Produce a character-for-character copy of the data below.

*** ENTRIES PROVIDED ***

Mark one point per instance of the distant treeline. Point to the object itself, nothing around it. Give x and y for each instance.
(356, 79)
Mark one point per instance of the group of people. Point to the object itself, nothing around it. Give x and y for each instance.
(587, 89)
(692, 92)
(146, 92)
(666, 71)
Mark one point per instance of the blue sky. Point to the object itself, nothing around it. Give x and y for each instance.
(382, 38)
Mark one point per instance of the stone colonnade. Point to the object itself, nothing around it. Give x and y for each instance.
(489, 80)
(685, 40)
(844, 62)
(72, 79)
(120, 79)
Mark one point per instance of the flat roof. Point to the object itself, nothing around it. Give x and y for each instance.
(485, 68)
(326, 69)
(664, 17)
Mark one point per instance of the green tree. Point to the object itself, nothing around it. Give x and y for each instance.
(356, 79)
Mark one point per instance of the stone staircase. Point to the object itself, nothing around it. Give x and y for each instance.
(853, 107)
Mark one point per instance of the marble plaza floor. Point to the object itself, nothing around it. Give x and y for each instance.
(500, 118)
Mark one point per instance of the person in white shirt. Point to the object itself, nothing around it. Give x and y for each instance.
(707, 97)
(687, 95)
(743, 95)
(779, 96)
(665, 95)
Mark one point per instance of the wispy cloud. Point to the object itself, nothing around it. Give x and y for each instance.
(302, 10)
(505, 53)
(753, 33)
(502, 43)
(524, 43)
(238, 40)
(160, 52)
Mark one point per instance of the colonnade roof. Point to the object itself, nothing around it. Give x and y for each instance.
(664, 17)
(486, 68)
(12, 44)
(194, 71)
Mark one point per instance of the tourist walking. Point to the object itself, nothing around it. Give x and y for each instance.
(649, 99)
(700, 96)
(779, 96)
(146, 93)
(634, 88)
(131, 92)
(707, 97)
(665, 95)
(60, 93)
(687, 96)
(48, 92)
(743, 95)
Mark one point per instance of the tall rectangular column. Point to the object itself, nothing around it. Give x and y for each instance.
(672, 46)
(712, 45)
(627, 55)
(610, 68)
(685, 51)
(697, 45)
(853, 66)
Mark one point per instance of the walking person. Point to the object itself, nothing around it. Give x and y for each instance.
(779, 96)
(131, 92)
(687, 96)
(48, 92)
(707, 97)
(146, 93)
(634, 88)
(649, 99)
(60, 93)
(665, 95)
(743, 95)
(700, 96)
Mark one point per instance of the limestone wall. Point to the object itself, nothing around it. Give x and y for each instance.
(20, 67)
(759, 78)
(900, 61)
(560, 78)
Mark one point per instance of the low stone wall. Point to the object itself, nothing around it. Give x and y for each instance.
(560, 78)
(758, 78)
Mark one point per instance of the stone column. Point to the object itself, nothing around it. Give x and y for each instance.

*** End of ENTRIES PROVIDED ***

EXPECTED ANSWER.
Mark one point per instance of the distant treeline. Point to the object itself, nothing around it. Give x and y for each instance.
(356, 79)
Mark one point per instance of the group of people. Point to the object itself, nothing around it. Give x and y for each instance.
(587, 89)
(692, 92)
(146, 92)
(666, 71)
Mark one point per instance of the blue sky. Point to the object itself, nothing around it. Give x and y for each instance.
(382, 38)
Mark one point per instance of the stone colonnade. Point to the object itself, nothing around it. Give x and y for each instance.
(489, 80)
(685, 40)
(844, 62)
(72, 79)
(120, 79)
Mark one point per instance of the flat roof. Point to the object itself, nothing around it. Give x and y for each instance.
(485, 68)
(326, 69)
(664, 17)
Mark one point per instance of the green tree. Point to the object itself, nothing around it. Give x and y for each instance.
(356, 79)
Mark one point per instance of the stone staircase. Point to the object itself, nothing around it. Give x and y for each instance.
(853, 107)
Mark one point per instance of the marble plaza floor. Point to the object itself, nothing around it. Give x and y for each instance.
(500, 118)
Mark one point per instance of the person in white shirt. Point to the object itself, nothing around it. Give x and y for each instance.
(707, 97)
(687, 95)
(743, 95)
(779, 96)
(665, 95)
Mark one point per instance of the wispy cloud. Point to the object itself, nothing around it. Give x and y for each instance.
(302, 10)
(505, 53)
(753, 33)
(502, 43)
(524, 43)
(238, 40)
(160, 52)
Mark one point per instance of the colonnade roof. Point to the object itself, nothing around it. Give x and y for each instance.
(664, 17)
(486, 68)
(12, 44)
(194, 71)
Mark one point per instance of the tourist walking. Point to the object itself, nothing around it. Give x and y for each instance.
(649, 99)
(700, 96)
(779, 96)
(146, 93)
(634, 88)
(131, 92)
(707, 97)
(665, 95)
(60, 93)
(687, 96)
(48, 92)
(743, 95)
Mark one point per instance of the tall rectangular column. Point to the object itself, nothing around it. Give x and y for each instance.
(672, 46)
(712, 45)
(627, 55)
(610, 68)
(685, 51)
(697, 45)
(853, 66)
Mark one point per instance of the walking person. Point to the object itself, nothing around it. Give x and y for each instance.
(779, 96)
(131, 92)
(687, 96)
(48, 92)
(707, 97)
(146, 93)
(634, 88)
(649, 99)
(60, 93)
(665, 95)
(743, 95)
(700, 96)
Mark one point per instance of the limestone wall. Point to the object itself, nothing around it. Give x and y for each instance.
(20, 67)
(759, 78)
(900, 61)
(560, 78)
Mark one point per instance of the low stone wall. Point to the object itself, nothing around it. Give x and y for each instance.
(560, 78)
(758, 78)
Mark one point per instance of the stone column. Point to the object itself, nothing around it. Give x and y for each instance.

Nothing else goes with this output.